GIVEN INSTRUCTION A »
Answer these questions using the aircraft thread:
(i) What weapon was mounted in the rear cockpit of the He 46c?
(ii) On what date was the PZL P.11a operated by the Hungarian Air Force evacuated?
(iii) What engine replaced the BMW engine of the He 70 in the He 170?

PAGE »
--- BEGIN ---

A third prototype followed in 1932, the He 46c, with the more powerful Seimens engine, the monoplane configuration, normal operational equipment and a single 7.9mm MG 15 machine gun mounted in the rear cockpit. Production began with the He 46C-1. This was similar to the 46c, but with the ability to carry either a camera or 440lb of small bombs under the rear cockpit. This was followed by six pre-production He 46D-0s, with a number of minor changes, and by the He 46E-1, which introduced a NACA engine cowling that increased maximum speed by 16mph but that made maintenance rather more difficult and was often removed. A small number of He 46Fs were built, powered by the 560hp Armstrong Siddeley Panther, and were used by training units. The Hungarian aircraft took part in the invasion of the Soviet Union in 1941, equipping the 1st Short-Range Reconnaissance Squadron, and with the 3/2 Short-Range Reconnaissance Squadron in 1942. The Hungarian aircraft were also used as bombers, before being replaced with the Focke-Wulfe 189 during 1943.


----------



## gekho (May 4, 2011)

The PZL P.11 was a Polish fighter aircraft, designed in the early 1930s by PZL in Warsaw. It was briefly considered to be the most advanced fighter aircraft design in the world. The PZL P.11 served as Poland's primary fighter defence in the Polish campaign of 1939, but by that point was outdated due to rapid advances in aircraft design. The Hungarian Air Force operated one ex-Polish Air Force PZL P.11a evacuated on 23 September 1939.


----------



## gekho (May 4, 2011)

The Heinkel He 170 was an export version of the military version of the high speed He 70, originally designed as a prestige airline for Lufthansa. The He 170 was very similar to the military versions of the He 70, but with a much more powerful engine. The BMW engine of the He 70 was replaced with a 910hp Gnome-Rhône 14K Mistral-Major fourteen-cylinder radial air cooled engine, produced under licence as the Manfred Weiss WM-K-14. The engine was enclosed in a circular cowling, giving the He 170 a very different appearance to the 'hunch-nosed' He 70. The new engines raised the top speed of the aircraft from 224 to 270mph. The prototype He 170 made its maiden flight in 1937. It was followed by eighteen production aircraft, which were delivered to Hungary in 1937-38, and entered service with I Independent Long-Range Reconnaissance Group in Carpatho-Ruthenia in March 1939.

In the summer of 1941 the Hungarians took part in the German attack on the Soviet Union. The He 170 saw a short period of front line service, starting on 27 June 1941. It quickly became clear that it was not fit for military service even this early in the war on the Eastern Front. It was badly under-armed, with only two machine guns, and the wooden wings were seen as a fire risk. As with the He 70 the elliptical wings and low cockpit room limited its usefulness as a reconnaissance aircraft, and it was withdrawn from the front line in July


----------



## Gnomey (May 4, 2011)

Nice stuff!


----------



## gekho (May 5, 2011)

--- END ---

GIVEN INSTRUCTION B »
Reproduce word for word the part of the rows that opens with the line containing "For every instance of the orange" and closes with the line containing "pixel 628 270", both lines included.

EXERCISE DATA »
--- BEGIN ---

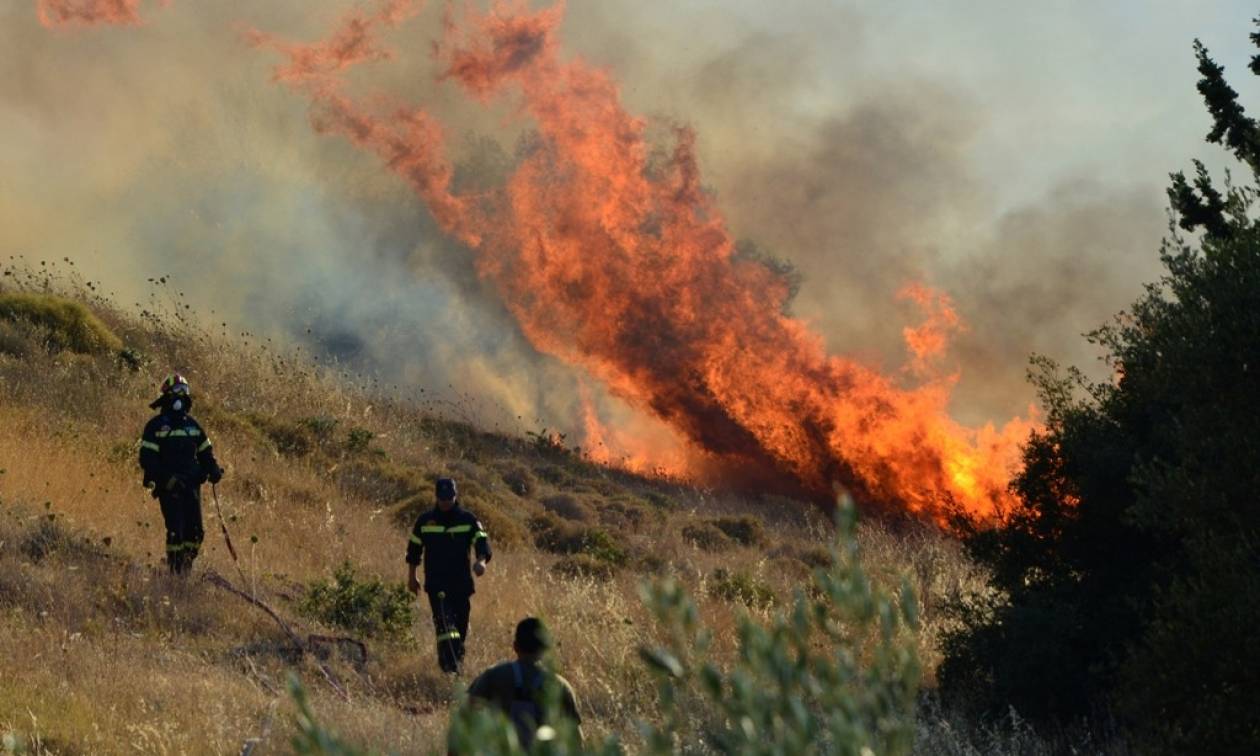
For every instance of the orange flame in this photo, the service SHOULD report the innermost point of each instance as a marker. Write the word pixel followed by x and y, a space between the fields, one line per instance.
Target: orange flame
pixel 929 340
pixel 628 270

--- END ---
--- BEGIN ---

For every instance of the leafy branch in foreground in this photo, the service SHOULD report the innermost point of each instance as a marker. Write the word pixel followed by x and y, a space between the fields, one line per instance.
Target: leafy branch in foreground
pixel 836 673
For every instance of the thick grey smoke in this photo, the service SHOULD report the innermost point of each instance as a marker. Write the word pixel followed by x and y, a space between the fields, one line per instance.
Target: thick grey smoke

--- END ---

OUTPUT A »
(i) A single 7.9mm MG 15 machine gun.
(ii) 23 September 1939.
(iii) A 910hp Gnome-Rhône 14K Mistral-Major fourteen-cylinder radial air cooled engine, produced under licence as the Manfred Weiss WM-K-14.

OUTPUT B »
For every instance of the orange flame in this photo, the service SHOULD report the innermost point of each instance as a marker. Write the word pixel followed by x and y, a space between the fields, one line per instance.
Target: orange flame
pixel 929 340
pixel 628 270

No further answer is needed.